§ **Task**
Could you find every line in the entries below that holds the word "spaces" and copy it?

§ **Provided material**
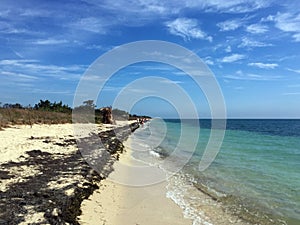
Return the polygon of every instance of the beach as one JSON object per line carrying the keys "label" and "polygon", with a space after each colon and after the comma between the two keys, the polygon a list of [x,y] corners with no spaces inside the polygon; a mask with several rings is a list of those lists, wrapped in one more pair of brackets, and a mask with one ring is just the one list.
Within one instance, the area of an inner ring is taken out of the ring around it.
--
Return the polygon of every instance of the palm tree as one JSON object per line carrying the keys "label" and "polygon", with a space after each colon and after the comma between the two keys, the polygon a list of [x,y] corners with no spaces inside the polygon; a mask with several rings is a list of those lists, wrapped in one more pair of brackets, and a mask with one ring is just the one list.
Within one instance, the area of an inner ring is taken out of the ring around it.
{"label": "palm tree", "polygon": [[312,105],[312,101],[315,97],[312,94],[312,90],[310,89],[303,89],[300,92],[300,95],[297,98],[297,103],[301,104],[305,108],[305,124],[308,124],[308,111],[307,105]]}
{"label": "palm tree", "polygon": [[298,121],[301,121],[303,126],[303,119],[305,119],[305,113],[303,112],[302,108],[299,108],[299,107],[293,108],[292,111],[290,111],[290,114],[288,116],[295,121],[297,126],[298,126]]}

§ **Task response**
Return the polygon of every instance of the beach as one JSON object per line carrying the keys "label" and "polygon", with a space after each colon and after the comma between the two keys, the polygon a list of [x,y] corners with no spaces inside the polygon; a mask with several rings is a list of those lists, wrapped in one more pair of brackets, and a mask with one ring is just the one list.
Return the polygon of every instance of the palm tree as one JSON object per line carrying the keys "label" and "polygon", with a space after each colon and after the comma between the two keys, the polygon a list of [x,y] corners with no spaces inside the polygon; a mask with several rings is a list of those lists, wrapped in one more pair of brackets, and a mask with one ring is just the one list.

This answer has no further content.